Dataset extract:
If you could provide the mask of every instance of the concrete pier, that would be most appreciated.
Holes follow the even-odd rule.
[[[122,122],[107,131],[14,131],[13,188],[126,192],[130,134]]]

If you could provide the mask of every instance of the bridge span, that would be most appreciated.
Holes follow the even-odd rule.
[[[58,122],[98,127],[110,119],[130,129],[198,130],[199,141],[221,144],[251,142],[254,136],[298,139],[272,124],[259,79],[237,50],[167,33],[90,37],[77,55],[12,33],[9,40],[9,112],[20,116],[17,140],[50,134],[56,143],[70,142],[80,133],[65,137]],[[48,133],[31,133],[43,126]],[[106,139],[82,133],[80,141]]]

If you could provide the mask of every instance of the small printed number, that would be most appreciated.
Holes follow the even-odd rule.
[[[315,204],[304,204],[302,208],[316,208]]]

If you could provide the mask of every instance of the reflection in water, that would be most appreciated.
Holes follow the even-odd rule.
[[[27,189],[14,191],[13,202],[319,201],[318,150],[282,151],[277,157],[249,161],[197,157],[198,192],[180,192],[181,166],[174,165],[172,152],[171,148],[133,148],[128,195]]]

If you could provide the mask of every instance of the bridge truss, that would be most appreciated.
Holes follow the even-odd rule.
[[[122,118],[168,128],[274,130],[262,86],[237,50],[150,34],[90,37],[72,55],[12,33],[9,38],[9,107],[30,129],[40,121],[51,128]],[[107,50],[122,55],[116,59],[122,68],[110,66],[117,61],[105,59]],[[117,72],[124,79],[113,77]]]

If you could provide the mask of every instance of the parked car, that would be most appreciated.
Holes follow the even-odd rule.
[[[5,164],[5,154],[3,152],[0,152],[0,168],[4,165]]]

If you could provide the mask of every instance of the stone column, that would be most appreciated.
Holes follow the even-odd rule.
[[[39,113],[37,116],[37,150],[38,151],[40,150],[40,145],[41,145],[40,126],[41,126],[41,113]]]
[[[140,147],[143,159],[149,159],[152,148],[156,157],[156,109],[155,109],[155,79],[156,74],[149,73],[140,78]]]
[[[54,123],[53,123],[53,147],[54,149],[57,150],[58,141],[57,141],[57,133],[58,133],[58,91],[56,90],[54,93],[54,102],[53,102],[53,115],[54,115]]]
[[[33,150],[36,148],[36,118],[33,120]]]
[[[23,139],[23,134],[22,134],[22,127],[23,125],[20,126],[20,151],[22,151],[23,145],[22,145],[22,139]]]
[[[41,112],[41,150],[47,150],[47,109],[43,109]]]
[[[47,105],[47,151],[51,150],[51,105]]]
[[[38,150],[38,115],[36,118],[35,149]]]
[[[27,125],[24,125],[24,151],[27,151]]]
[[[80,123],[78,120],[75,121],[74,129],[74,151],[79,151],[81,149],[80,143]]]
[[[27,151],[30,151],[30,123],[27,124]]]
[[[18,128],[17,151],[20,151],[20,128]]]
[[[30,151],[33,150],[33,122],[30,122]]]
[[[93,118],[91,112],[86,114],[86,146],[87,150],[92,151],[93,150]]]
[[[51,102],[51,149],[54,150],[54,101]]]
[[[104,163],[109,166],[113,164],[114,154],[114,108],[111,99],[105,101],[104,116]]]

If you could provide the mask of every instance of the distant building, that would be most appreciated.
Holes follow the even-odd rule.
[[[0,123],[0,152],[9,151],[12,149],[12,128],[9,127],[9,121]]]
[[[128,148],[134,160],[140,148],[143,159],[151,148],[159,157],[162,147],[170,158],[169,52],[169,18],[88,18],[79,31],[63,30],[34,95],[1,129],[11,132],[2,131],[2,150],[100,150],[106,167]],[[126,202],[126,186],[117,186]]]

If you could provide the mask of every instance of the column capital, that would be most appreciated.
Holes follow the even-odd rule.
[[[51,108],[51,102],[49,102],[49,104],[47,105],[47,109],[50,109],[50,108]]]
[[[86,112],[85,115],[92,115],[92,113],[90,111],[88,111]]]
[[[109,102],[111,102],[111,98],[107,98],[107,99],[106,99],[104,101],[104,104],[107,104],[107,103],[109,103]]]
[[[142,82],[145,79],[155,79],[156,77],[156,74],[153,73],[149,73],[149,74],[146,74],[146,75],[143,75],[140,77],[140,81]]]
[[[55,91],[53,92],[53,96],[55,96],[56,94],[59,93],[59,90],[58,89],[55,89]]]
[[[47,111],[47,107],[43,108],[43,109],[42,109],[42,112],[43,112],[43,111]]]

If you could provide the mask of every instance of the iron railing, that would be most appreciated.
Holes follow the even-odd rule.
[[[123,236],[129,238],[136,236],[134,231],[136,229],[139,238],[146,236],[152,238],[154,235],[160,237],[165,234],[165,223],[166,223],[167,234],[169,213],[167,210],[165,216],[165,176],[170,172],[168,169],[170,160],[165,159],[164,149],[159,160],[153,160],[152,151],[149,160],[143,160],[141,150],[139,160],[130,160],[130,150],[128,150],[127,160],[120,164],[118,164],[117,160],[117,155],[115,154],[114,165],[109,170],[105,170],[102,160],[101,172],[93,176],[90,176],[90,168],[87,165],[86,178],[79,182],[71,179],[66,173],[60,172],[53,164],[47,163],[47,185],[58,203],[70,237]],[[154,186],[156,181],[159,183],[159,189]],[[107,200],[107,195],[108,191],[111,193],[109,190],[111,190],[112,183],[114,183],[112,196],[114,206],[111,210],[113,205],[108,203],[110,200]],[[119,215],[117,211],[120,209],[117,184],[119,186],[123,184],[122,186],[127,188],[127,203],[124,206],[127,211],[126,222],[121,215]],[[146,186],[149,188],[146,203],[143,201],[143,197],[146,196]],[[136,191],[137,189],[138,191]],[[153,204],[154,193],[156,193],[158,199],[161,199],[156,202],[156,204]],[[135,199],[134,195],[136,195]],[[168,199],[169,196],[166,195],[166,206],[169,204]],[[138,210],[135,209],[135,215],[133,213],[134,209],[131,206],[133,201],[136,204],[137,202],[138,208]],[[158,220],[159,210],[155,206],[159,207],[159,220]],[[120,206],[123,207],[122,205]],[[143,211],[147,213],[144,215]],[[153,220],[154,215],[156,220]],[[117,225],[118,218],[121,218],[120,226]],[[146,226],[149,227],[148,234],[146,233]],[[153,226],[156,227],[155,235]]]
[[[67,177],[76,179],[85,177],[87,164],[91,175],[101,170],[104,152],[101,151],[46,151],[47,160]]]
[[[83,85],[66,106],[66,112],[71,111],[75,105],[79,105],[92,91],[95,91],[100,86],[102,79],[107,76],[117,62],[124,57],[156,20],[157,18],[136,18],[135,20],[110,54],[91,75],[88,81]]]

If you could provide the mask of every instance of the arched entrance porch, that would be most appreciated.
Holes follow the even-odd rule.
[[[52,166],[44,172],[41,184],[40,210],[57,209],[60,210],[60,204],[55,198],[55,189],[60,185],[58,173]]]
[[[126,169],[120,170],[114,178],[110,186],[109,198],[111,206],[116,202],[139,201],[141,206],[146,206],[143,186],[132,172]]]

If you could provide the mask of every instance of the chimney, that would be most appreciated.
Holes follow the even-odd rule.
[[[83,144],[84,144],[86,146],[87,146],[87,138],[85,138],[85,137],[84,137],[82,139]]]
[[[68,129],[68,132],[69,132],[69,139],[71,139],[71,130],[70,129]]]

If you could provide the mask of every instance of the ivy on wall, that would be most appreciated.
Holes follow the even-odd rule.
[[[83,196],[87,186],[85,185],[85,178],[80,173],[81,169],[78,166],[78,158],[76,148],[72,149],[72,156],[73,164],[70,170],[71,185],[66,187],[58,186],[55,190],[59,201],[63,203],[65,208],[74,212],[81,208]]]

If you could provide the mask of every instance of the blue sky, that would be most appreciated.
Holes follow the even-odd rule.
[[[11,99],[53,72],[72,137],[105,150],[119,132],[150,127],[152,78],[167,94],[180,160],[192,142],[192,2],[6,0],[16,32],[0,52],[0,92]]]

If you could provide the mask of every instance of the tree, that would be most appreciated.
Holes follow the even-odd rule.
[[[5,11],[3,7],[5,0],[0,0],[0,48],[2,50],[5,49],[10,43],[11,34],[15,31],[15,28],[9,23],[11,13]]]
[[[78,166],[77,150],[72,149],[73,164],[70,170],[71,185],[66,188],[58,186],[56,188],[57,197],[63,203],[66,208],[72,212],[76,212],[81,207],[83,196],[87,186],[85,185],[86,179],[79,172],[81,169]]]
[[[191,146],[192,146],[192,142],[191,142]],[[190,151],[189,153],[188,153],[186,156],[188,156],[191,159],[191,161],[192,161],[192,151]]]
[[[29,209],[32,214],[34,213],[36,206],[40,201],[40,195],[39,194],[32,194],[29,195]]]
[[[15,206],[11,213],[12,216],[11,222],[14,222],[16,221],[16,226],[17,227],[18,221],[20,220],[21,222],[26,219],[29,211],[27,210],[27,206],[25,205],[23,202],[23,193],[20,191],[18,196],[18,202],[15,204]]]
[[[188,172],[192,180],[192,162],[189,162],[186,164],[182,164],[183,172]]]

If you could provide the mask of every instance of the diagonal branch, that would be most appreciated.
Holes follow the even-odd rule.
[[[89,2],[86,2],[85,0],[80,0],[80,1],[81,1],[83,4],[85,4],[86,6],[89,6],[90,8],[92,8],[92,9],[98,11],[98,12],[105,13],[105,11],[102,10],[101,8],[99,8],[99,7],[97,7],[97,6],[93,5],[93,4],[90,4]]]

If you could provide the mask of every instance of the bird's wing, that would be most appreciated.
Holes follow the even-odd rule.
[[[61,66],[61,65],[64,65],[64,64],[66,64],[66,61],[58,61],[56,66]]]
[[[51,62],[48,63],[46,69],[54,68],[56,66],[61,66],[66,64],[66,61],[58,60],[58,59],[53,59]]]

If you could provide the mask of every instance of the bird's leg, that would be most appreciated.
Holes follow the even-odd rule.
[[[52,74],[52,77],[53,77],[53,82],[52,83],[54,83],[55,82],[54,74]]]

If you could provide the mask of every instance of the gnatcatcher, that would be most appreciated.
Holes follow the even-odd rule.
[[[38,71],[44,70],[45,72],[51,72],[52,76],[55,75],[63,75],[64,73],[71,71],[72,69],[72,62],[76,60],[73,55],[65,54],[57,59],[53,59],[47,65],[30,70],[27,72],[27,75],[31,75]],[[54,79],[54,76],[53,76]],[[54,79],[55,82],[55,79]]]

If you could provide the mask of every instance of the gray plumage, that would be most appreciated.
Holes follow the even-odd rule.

Stated exercise: Rewrite the lines from the one containing "gnatcatcher, that would be most appreciated." through the end of the records, inclusive, replacing "mask" with "outline" and leaving everything else unchanged.

Finished exercise:
If you could provide the outline of every instance of the gnatcatcher, that would be most appreciated.
Holes follow the even-odd rule.
[[[38,71],[44,70],[45,72],[51,72],[52,76],[55,75],[63,75],[64,73],[71,71],[72,69],[72,62],[76,60],[73,55],[65,54],[57,59],[53,59],[47,65],[30,70],[27,72],[27,75],[31,75]],[[54,79],[54,76],[53,76]],[[54,79],[55,82],[55,79]]]

If you could provide the outline of every instance of the gray plumage, that would be most appreciated.
Holes follow the even-odd rule.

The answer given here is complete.